> _課題の条件_:
**a.** カントの自由論の文章のうち、「正命題「自然法則に従う原因性」から「もとづくものとされています。」までを、両端も含めて書き改めなさい。その際、「原因性」はすべて「因果性」とすること。
**b.** カントの自由論の文章について、次の問いに答えなさい。
(i) 反対命題によれば、世界における一切のものは何によってのみ生起するか。
(ii) カントが自由を論じるにあたり新たに導入した考え方は何か。
(iii) 感覚界の主体に第一に認められる性格は何か。

正命題「自然法則に従う原因性は、世界の現象がすべてそれから導来せられ得る唯-の原因性ではない。現象を説明するためには、その他になお自由による原因性をも想定する必要がある。」(中、126頁)
 反対命題「およそ自由というものは存在しない、世界における一切のものは自然法則によってのみ生起する。」(中、126頁)

 ここでカントは自由を持ち込むことで単なる自然法則だけでなく、人間の社会の問題、人間の実践の問題を論じようとしています。カントによれば生起するものには二通りの原因があり、それらは自然による原因性か自由による原因性とされます。この自由とは宇宙論的意味にあっては、或る状態をみずから始める能力という超越論的理念であって、経験から得られたようなものを何一つ含んでいないし、またこの理念の対象はいかなる経験においても規定されないし、また与えられないとされています。次に自由という実践的概念、つまり意志の自由は、意志が感性の衝動による強制にかかわりないものとみなされ、この概念はさきの理念にもとづくものとされています。
 カントは自然と自由、つまり必然性と自由についての従来の難問を解くことから始めていますが、それについてはふれないでおきましょう。それよりも重要なポイントは、カントが自由を論じるにあたり、「可想的」という考え方を新たに導入していることです。
「感官の対象に具わっていて、しかもそれ自身は現象でないところのものを、私は可想的と名づける。」(中、211頁)

 この可想的なものを導入することで、人間の感官によって捉えられて現象となるその物自体の原因性が二つに分けられることになります。つまり可想的原因性と感性的原因性です。カントはここで単なる表象としての現象の根底にある超越論的対象(物自体)に、現象として現われるという性質の他に、その結果が現象のうちに見出されるにせよ、それ自身は現象でないような原因性を認めたわけです。ところでカントにあっては人間も物自体でした。そうすると感覚界の主体としてある物自体としての人間には第一に経験的性格を認め、第二に可想的性格を認めることになります。カントの言うところを引用しておきましょう。
「そこで我々には、感覚界の主体(訳本は主観)即ち感性的主体に――第一に経験的性格を認めることにしよう、そうするとこの性格によって主体の行為は現象として、恒常不変な自然法則に従って諸他の現象と全般的に関連し、また行為の条件としてのこれらの現象から導来せられ得るだろう、従ってまたこれらの現象と結合して自然秩序という唯一の系列の諸項をなすであろう、――また第二に我々は、この同じ主体に可想的性格を認めねばならないだろう、かかる性格によってこの主体は、なるほど現象としてのこれらの行為の原因ではあるが、しかしこの可想的性格自身は現象ではない。すると我々は、第一の経験的性格を現象におけるかかる物〔現象としての『私』〕の性格と名づけてもよいであろう。」(中、212頁)

> _データ抜粋_:
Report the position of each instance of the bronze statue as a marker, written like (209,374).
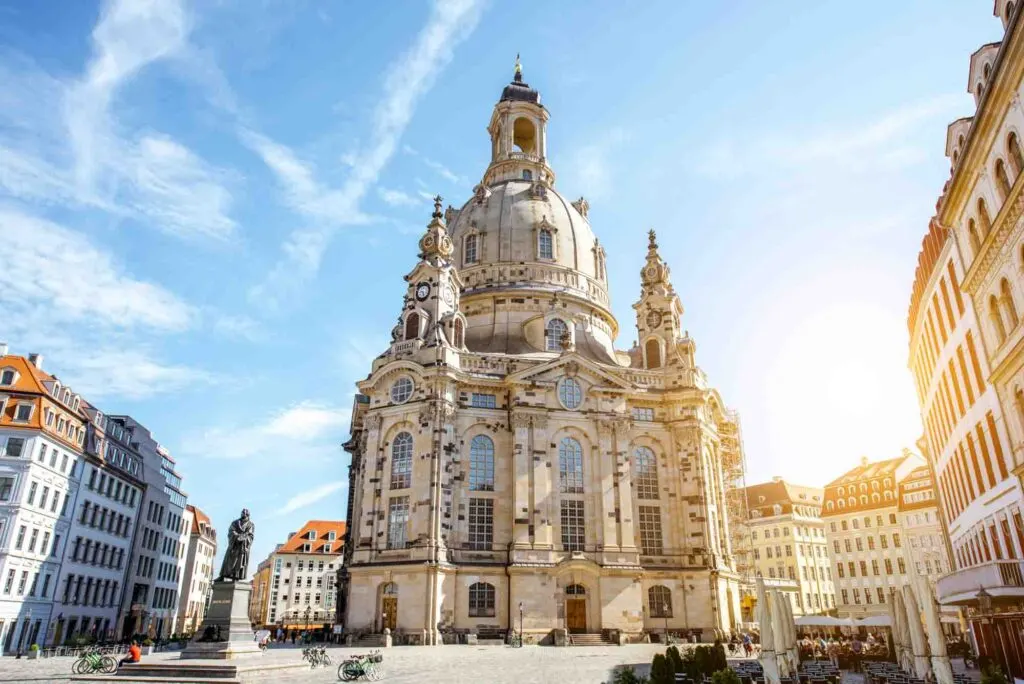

> _課題別の解答_:
**a.**
正命題「自然法則に従う因果性は、世界の現象がすべてそれから導来せられ得る唯-の因果性ではない。現象を説明するためには、その他になお自由による因果性をも想定する必要がある。」(中、126頁)
 反対命題「およそ自由というものは存在しない、世界における一切のものは自然法則によってのみ生起する。」(中、126頁)

 ここでカントは自由を持ち込むことで単なる自然法則だけでなく、人間の社会の問題、人間の実践の問題を論じようとしています。カントによれば生起するものには二通りの原因があり、それらは自然による因果性か自由による因果性とされます。この自由とは宇宙論的意味にあっては、或る状態をみずから始める能力という超越論的理念であって、経験から得られたようなものを何一つ含んでいないし、またこの理念の対象はいかなる経験においても規定されないし、また与えられないとされています。次に自由という実践的概念、つまり意志の自由は、意志が感性の衝動による強制にかかわりないものとみなされ、この概念はさきの理念にもとづくものとされています。

**b.**
(i) 自然法則によってのみ生起する。
(ii) 「可想的」という考え方。
(iii) 経験的性格。